• What is required
Write the next part of the Gestalt Therapy text, picking up after its last sentence.

Locating emotions in the body: Gestalt Therapists may ask clients where they are experiencing the emotion in their body. For example, a client may say they are feeling nervous about something. The therapist may ask where this is coming from in the body and the response from the client may be that the feeling is butterflies in the stomach. This helps the client to bring about more awareness into sensations and their emotions.
Repetition and exaggeration: If there is repetition such as the example of the client tapping their feet on the ground, the therapist would get them to exaggerate the movement and talk about feelings that come up. This in turn focuses on the emotion and should help to release the blocked awareness.
Confusion: The technique of dealing with confusion of the client is about drawing attention to the client’s hesitation in talking about something unpleasant. The hesitation can be shown through avoidance, blanking out, verbalism and fantasy (Patterson, 1986). By drawing attention to the hesitation, it creates self-awareness for the client and allows the client to work through the issue.
Confrontation: In Gestalt Therapy, confrontation means ‘to challenge or frustrate the client’. The client is challenged with sensitivity and empathy on the part of the therapist to face the issues important to them. It is an invaluable tool for bringing clients into clear awareness of their realities, when used appropriately. However, confrontation is not a technique that can be used with all clients.
Originally Gestalt Therapy was predominantly used to treat individuals who were anxious and/or depressed and who were not showing serious pathological symptoms. Although still used in the treatment of anxiety and depression, Gestalt Therapy has been effective in treating clients with personality disorders such as borderline personality disorder.

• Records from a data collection
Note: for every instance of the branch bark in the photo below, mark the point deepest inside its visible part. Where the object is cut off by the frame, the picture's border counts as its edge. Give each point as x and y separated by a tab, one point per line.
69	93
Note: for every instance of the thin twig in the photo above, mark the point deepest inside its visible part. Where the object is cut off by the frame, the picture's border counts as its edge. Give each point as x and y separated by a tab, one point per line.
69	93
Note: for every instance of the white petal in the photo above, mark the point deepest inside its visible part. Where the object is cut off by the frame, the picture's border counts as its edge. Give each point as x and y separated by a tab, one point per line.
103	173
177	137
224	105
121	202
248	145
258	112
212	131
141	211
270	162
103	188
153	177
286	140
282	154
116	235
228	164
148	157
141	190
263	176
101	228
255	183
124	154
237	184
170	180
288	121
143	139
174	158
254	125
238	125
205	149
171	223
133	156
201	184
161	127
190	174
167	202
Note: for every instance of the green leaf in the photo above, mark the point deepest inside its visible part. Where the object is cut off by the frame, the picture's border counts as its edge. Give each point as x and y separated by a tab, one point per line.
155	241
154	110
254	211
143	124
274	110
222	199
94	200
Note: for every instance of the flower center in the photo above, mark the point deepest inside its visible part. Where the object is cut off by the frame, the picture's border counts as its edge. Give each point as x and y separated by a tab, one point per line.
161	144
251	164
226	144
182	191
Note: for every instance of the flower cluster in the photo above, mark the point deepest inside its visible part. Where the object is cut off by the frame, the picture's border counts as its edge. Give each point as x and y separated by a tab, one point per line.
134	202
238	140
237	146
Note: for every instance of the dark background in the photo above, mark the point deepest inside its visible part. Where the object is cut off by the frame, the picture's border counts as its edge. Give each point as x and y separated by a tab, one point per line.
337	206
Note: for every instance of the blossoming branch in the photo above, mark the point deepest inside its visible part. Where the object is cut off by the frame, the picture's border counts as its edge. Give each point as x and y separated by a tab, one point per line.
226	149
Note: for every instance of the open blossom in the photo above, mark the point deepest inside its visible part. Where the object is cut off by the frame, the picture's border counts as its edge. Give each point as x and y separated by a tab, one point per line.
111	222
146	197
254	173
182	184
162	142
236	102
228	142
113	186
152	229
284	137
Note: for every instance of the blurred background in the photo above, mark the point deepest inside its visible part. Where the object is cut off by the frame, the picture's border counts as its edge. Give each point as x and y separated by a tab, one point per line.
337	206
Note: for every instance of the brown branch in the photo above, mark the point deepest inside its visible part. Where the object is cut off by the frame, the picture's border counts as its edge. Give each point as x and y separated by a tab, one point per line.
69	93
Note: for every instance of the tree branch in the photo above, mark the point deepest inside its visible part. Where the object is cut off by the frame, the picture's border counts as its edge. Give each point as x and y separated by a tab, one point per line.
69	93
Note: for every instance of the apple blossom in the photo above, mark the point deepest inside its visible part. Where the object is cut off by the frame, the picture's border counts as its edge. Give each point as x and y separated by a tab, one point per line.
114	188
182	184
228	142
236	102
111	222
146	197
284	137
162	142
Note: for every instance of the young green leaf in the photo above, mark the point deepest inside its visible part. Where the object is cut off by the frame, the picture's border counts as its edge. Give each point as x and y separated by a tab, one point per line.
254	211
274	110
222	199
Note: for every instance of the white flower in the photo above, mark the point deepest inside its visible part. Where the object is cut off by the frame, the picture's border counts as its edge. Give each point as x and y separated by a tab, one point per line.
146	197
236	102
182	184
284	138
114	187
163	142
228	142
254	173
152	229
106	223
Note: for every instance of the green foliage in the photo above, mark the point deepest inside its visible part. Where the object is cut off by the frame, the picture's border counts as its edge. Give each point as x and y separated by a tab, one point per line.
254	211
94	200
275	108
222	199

• Answer for this exercise
Gestalt Therapy is also effective in counselling groups, couples, and families (Corsini & Wedding, 2000).
There is empirical research to support Gestalt Therapy and its techniques (Corsini & Wedding, 2000). Specifically,
Gestalt Therapy is equal to or greater than other therapies in treating various disorders, Gestalt Therapy has a beneficial impact with personality disorders, and the effects of therapy are stable.
Works with the past by making it relevant to the present (Corey, 2005).
Versatile and flexible in its approach to therapy. It has many techniques and may be applied to different therapeutic issues.
For Gestalt Therapy to be effective, the therapist must have a high level of personal development (Corey, 2005).
Effectiveness of the confronting and theatrical techniques of Gestalt Therapy is limited and has not been well established.
It has been considered to be a self-centred approach which is concerned with just individual development.
Potential danger for therapists to abuse the power they have with clients (Corey, 2005).
Lacks a strong theoretical base.
Deals only with the here and now.
Does not deal with diagnosis and testing.
Gestalt Therapy focuses on the integration between the “whole” person and his or her environment. This therapy sees a healthy individual as being someone who has awareness in his or her life and lives in the here and now rather than focusing on the past or future. Gestalt Therapy has a number of successful techniques that are applicable in therapy today and may be utilised across a broad spectrum of emotional issues.
Corey, C. (2005). Theory and practice of counseling & psychotherapy. (7th ed.). Belmont, CA: Thomson Learning.
Corsini, R.J., & Wedding, D. (Eds.). (2000). Current Psychotherapies. (6th ed.). Belmont, CA: Thomson Learning, Inc.
Gladding, S.T. (2000). Counseling: A comprehensive profession. (4th ed.). Upper Saddle River, NJ: Prentice-Hall, Inc.
Paterson, C. H. (1986). Theories of counselling and psychotherapy. New York, NY: Harper & Row.
Seligman, L. (2006). Theories of counseling and psychotherapy: Systems, strategies, and skills. (2nd ed.). Upper Saddle River, New Jersey: Pearson Education, Ltd.